A word-for-word restatement of all the records is the required answer.

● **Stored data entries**
+-------+
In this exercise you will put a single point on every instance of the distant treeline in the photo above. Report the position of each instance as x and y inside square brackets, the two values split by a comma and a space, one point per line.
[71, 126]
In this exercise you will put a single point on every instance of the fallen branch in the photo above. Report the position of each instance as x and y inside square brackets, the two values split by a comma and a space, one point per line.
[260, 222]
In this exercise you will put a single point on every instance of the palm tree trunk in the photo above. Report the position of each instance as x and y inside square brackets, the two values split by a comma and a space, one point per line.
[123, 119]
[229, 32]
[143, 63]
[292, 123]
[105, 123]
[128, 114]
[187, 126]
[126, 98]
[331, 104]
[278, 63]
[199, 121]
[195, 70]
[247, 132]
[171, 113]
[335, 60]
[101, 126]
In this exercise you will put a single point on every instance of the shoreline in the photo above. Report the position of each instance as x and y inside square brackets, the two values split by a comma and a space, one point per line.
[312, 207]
+-------+
● **SOLUTION TO THIS TASK**
In this exercise you will put a single point on every instance of the distant treeline in the photo above. Report the position of each instance as x and y inside square brackets, the two values split by a comma and a space, one point per line.
[71, 126]
In this exercise you will put a single point on every instance of the fallen branch in the photo above. Report the position of each instance as x and y inside square brackets, the two values split by a comma and a space, one point per line.
[260, 222]
In this exercise you will put a single point on every instance of the palm tree trunk in the photo above. Report the position of each instance as x and y inside square brackets, the two values split by a comma and a space, one point per line.
[123, 119]
[229, 32]
[143, 63]
[292, 123]
[105, 123]
[128, 114]
[187, 126]
[126, 98]
[331, 104]
[278, 63]
[199, 121]
[195, 70]
[247, 132]
[171, 113]
[335, 60]
[101, 126]
In this exercise you will put a single point on every instance of the shoreline in the photo above. Report the position of each instance as x and y inside square brackets, the two values split by a comma and a space, one point per line.
[312, 207]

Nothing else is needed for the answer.